## RECORDS TO PROCESS
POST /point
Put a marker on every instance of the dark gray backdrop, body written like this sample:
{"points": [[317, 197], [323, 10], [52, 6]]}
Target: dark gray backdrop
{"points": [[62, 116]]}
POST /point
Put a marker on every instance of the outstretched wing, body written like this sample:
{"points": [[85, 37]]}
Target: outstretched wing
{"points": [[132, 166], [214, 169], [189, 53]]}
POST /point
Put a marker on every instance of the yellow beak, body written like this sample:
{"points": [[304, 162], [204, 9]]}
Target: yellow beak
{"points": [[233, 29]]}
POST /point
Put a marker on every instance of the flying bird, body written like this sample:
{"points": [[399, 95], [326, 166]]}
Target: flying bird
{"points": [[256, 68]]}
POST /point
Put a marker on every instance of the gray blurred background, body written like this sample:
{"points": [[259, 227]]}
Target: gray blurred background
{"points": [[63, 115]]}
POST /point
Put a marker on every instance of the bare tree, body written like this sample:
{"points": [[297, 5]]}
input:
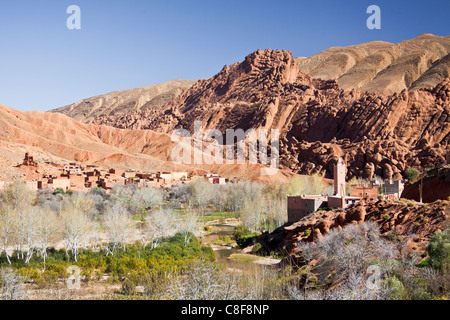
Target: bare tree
{"points": [[119, 227], [160, 225], [11, 285], [48, 225], [8, 221], [75, 226], [148, 198], [188, 226]]}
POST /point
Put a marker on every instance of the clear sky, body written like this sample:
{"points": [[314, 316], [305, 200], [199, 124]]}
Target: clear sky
{"points": [[126, 44]]}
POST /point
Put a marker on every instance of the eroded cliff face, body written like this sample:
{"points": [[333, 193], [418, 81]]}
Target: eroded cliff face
{"points": [[408, 222], [318, 121]]}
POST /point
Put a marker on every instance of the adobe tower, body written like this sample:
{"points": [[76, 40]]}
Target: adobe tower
{"points": [[339, 178]]}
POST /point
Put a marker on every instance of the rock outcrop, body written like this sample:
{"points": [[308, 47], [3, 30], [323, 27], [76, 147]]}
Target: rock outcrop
{"points": [[406, 221], [125, 101]]}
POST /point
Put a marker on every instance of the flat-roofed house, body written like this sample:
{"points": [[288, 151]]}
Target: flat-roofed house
{"points": [[300, 206]]}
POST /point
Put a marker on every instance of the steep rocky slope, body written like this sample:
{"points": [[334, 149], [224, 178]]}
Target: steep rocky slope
{"points": [[58, 138], [435, 186], [383, 67], [119, 102], [318, 120], [406, 221]]}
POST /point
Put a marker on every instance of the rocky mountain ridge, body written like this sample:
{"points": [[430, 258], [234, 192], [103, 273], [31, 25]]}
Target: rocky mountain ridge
{"points": [[318, 121]]}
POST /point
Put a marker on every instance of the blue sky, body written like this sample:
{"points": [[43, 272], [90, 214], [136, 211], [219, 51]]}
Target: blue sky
{"points": [[127, 44]]}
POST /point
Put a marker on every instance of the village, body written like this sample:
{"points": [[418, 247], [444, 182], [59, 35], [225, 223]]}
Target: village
{"points": [[76, 177], [73, 177]]}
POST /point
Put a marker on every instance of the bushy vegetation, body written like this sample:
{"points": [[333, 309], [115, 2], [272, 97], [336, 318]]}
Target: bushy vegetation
{"points": [[356, 263], [243, 236]]}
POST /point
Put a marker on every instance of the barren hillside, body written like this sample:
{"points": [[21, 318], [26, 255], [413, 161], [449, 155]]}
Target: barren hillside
{"points": [[119, 102], [384, 67]]}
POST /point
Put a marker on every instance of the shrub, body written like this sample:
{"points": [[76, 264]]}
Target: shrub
{"points": [[439, 251], [256, 248], [243, 236]]}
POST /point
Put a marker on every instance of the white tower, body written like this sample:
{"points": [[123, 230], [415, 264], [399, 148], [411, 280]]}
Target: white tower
{"points": [[339, 178]]}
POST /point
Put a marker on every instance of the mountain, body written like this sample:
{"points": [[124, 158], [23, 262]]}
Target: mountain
{"points": [[317, 119], [54, 137], [384, 67], [119, 102], [378, 66]]}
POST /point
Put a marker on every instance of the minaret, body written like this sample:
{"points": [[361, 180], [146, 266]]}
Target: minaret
{"points": [[339, 178]]}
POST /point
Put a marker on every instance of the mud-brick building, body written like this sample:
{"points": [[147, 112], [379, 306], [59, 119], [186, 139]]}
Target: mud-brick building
{"points": [[300, 206]]}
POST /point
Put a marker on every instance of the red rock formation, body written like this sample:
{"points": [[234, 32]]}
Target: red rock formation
{"points": [[410, 222], [318, 121]]}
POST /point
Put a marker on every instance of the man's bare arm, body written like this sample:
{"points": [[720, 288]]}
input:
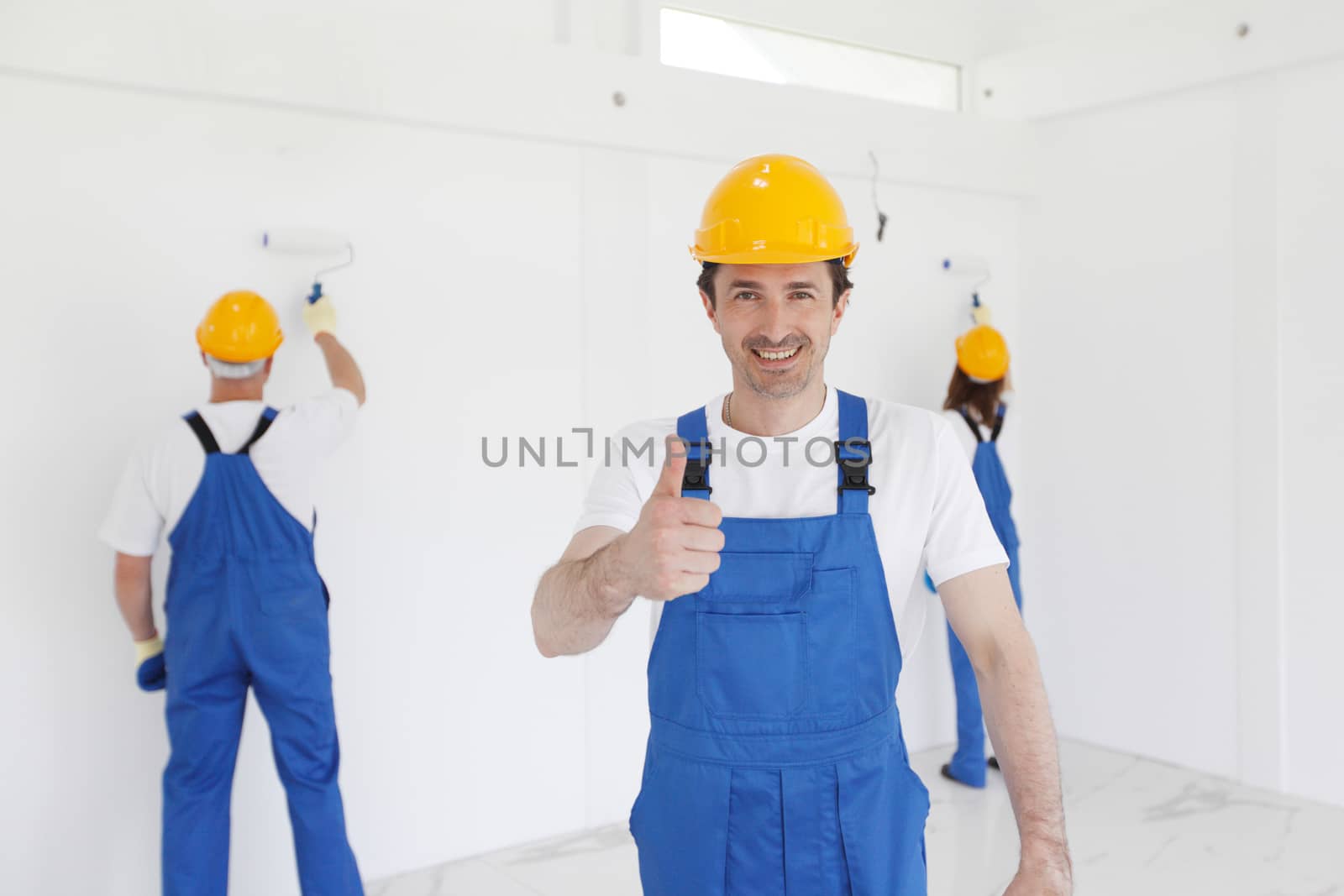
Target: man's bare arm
{"points": [[580, 598], [134, 598], [981, 611], [671, 551], [340, 365]]}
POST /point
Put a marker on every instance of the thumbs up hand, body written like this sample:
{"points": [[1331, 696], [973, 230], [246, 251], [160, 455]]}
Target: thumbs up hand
{"points": [[675, 546]]}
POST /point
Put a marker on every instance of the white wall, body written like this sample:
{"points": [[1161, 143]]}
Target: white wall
{"points": [[1312, 317], [521, 253], [1180, 313]]}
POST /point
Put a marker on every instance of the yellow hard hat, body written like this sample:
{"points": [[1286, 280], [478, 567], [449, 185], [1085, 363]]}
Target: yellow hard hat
{"points": [[239, 327], [773, 210], [983, 354]]}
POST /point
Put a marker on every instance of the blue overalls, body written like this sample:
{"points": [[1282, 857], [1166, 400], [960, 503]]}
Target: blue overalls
{"points": [[968, 763], [776, 763], [246, 607]]}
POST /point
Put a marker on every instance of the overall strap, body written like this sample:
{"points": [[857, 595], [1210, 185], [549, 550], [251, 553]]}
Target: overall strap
{"points": [[694, 430], [853, 454], [974, 429], [203, 434], [268, 417], [999, 422]]}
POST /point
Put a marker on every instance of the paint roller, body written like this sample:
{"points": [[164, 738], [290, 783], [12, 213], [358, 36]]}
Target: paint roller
{"points": [[971, 266], [312, 244]]}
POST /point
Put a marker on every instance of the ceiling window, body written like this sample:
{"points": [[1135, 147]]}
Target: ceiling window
{"points": [[726, 47]]}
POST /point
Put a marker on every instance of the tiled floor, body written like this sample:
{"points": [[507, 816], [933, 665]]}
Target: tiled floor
{"points": [[1136, 826]]}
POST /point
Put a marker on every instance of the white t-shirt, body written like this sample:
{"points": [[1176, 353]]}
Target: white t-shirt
{"points": [[927, 506], [161, 476]]}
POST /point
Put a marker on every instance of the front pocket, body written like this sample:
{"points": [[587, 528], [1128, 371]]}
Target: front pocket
{"points": [[289, 593], [752, 665]]}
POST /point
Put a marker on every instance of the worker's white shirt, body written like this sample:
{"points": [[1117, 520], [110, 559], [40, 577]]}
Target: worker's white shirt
{"points": [[161, 476], [927, 504]]}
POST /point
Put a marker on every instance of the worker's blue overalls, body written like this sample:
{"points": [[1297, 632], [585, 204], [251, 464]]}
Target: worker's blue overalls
{"points": [[776, 763], [246, 606], [968, 763]]}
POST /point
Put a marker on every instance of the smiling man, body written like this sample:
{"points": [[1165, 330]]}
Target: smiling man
{"points": [[776, 762]]}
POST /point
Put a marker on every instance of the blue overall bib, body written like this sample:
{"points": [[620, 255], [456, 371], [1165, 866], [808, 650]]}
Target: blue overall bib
{"points": [[246, 606], [968, 763], [776, 763]]}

## OBJECTIVE
Each entry shown above must be quoted exactly, with its pictures left out.

## FINISHED ANSWER
POST /point
Put a marker on every instance of the dark gray backdrop, body written like this sample:
{"points": [[317, 197], [323, 10], [52, 6]]}
Target: dark gray backdrop
{"points": [[62, 116]]}
POST /point
Put a marker on every instance of the outstretched wing, body written like this sample:
{"points": [[85, 37]]}
Target: outstretched wing
{"points": [[132, 166], [214, 169], [189, 53]]}
POST /point
Put a marker on every instance of the yellow beak, body written like this sample:
{"points": [[304, 162], [204, 9]]}
Target: yellow beak
{"points": [[233, 29]]}
POST /point
Put a marker on every instance of the flying bird, body written like this sample:
{"points": [[399, 95], [326, 166]]}
Target: flying bird
{"points": [[256, 68]]}
POST /point
Put a marker on every instance of the gray blurred background, body written like this sample:
{"points": [[259, 227]]}
Target: gray blurred background
{"points": [[63, 115]]}
POST /point
Put a marker on every instance of the bare tree, body written like this sample:
{"points": [[297, 5]]}
input:
Target: bare tree
{"points": [[119, 227], [160, 225], [11, 285], [48, 225], [8, 221], [75, 226], [148, 198], [188, 226]]}
POST /point
Put a marker on every instance of the clear sky, body written like this sample:
{"points": [[314, 316], [305, 200], [199, 124]]}
Target: clear sky
{"points": [[126, 44]]}
POST /point
Put a marker on every instance of the eroded cliff face, body written like this sample:
{"points": [[333, 193], [418, 81]]}
Target: eroded cliff face
{"points": [[408, 222], [318, 121]]}
POST /point
Put a marker on every instance of the adobe tower, body written like this sample:
{"points": [[76, 40]]}
Target: adobe tower
{"points": [[339, 178]]}
POST /point
Put a marker on every instance of the rock outcrop, body written like this sample:
{"points": [[308, 47], [3, 30], [323, 27], [76, 147]]}
Target: rock outcrop
{"points": [[406, 221], [125, 101]]}
POST /point
Put a marker on every instance of the flat-roofed house, body written like this sample:
{"points": [[288, 151]]}
Target: flat-roofed house
{"points": [[300, 206]]}
POST /point
Put a marker on every instance of the steep rocky slope, body written like this sample:
{"points": [[334, 149], [224, 178]]}
Target: steep rocky slope
{"points": [[58, 138], [435, 186], [383, 67], [119, 102], [318, 120], [406, 221]]}
POST /point
Put a marker on every instance of the rocky mountain ridge, body written like this sample:
{"points": [[430, 258], [234, 192], [103, 273], [31, 25]]}
Target: rocky mountain ridge
{"points": [[318, 121]]}
POST /point
Put a marker on every instance of the blue sky, body written like this sample:
{"points": [[43, 272], [90, 214], [136, 211], [219, 51]]}
Target: blue sky
{"points": [[127, 44]]}
POST /point
Put a marker on every instance of the village, body written like this sample:
{"points": [[418, 247], [444, 182], [59, 35], [225, 223]]}
Target: village
{"points": [[76, 177], [73, 177]]}
POST /point
Put a marker on every instance of the bushy vegetation, body written like this sample:
{"points": [[333, 309], [115, 2], [272, 97], [336, 318]]}
Target: bushy vegetation
{"points": [[356, 263], [243, 236]]}
POST /point
Put a marker on every instance of the barren hillside, body written like this sample:
{"points": [[21, 318], [26, 255], [413, 161], [449, 155]]}
Target: barren hillside
{"points": [[119, 102], [384, 67]]}
POST /point
Put a marker on every instance of the shrub, body written like this sample:
{"points": [[76, 264]]}
Target: shrub
{"points": [[439, 251], [256, 248], [243, 236]]}
POST /point
Put a marker on every instance of the white tower, body written like this sample:
{"points": [[123, 230], [415, 264], [399, 148], [411, 280]]}
Target: white tower
{"points": [[339, 178]]}
POST /point
Put a marker on every instance of the mountain, body written like this sample:
{"points": [[124, 158], [23, 262]]}
Target: mountain
{"points": [[317, 119], [54, 137], [384, 67], [119, 102], [378, 66]]}
POST /point
Put a marker on every instance of the minaret, body written like this sample:
{"points": [[361, 180], [146, 266]]}
Target: minaret
{"points": [[339, 178]]}
POST /point
Put a marker on every instance of the mud-brick building, body written like this sample:
{"points": [[147, 112], [379, 306], [59, 119], [186, 139]]}
Target: mud-brick building
{"points": [[300, 206]]}
POST /point
Put a marker on every instance of the red rock formation, body written like this sample:
{"points": [[234, 32]]}
Target: red rock formation
{"points": [[410, 222], [318, 121]]}
POST /point
Put a marker on every instance of the man's bare arm, body written like this sample:
{"points": [[720, 288]]}
input:
Target: man's bare arm
{"points": [[580, 598], [134, 598], [981, 611], [671, 551], [340, 365]]}
POST /point
Put a marker on every instance of the thumbs up hand, body written like this sample:
{"points": [[1331, 696], [973, 230], [246, 251], [160, 455]]}
Target: thumbs up hand
{"points": [[675, 546]]}
POST /point
Put a marker on every instance of the white wall, body written like this sample:
{"points": [[1161, 143]]}
Target: white wall
{"points": [[1312, 317], [521, 253], [1180, 313]]}
POST /point
Put a marker on every instance of the yellow hard hat, body written like this sample:
{"points": [[1286, 280], [478, 567], [449, 185], [1085, 363]]}
Target: yellow hard hat
{"points": [[239, 327], [773, 210], [983, 354]]}
POST /point
Put a marker on every instance of the blue overalls, body written like this sample:
{"points": [[1282, 857], [1166, 400], [960, 503]]}
Target: blue overalls
{"points": [[968, 763], [776, 763], [246, 607]]}
POST /point
Put a marker on every instance of the overall strap, body written like this sample:
{"points": [[857, 595], [1210, 185], [549, 550], [251, 553]]}
Target: overall strap
{"points": [[694, 430], [853, 454], [974, 429], [203, 434], [268, 417], [999, 422]]}
POST /point
Put a marker on every instance of the paint roller, body written like this sample:
{"points": [[164, 738], [290, 783], [12, 213], [358, 36]]}
Target: paint roller
{"points": [[971, 266], [312, 244]]}
POST /point
Put a marker on every instance of the ceiling window, body written like this sample:
{"points": [[1135, 147]]}
Target: ceiling window
{"points": [[726, 47]]}
POST /point
Put a marker on every instance of the tiled floor, body written like this sample:
{"points": [[507, 816], [933, 665]]}
Target: tiled floor
{"points": [[1136, 826]]}
POST /point
Put a marker on every instance of the white t-shirt, body written like this sample:
{"points": [[1176, 353]]}
Target: white t-shirt
{"points": [[927, 506], [161, 476]]}
POST /point
Put a marker on every instance of the front pocket, body written like this sample:
{"points": [[587, 528], [1128, 371]]}
Target: front pocket
{"points": [[289, 593], [752, 665]]}
POST /point
Put a marker on every instance of the worker's white shirt, body written like this sample:
{"points": [[1117, 520], [110, 559], [40, 577]]}
Target: worker's white shirt
{"points": [[161, 476], [927, 504]]}
POST /point
Put a marker on every instance of the worker's blue overalls, body written like this sample:
{"points": [[1297, 632], [585, 204], [251, 464]]}
Target: worker's blue overalls
{"points": [[776, 763], [246, 606], [968, 763]]}
POST /point
Put a marker on every instance of the smiling man, body written like this sample:
{"points": [[1165, 330]]}
Target: smiling man
{"points": [[776, 762]]}
POST /point
Put a marker on every instance of the blue overall bib, body written like this sample:
{"points": [[620, 255], [456, 371], [1165, 866], [808, 650]]}
Target: blue overall bib
{"points": [[246, 606], [968, 763], [776, 763]]}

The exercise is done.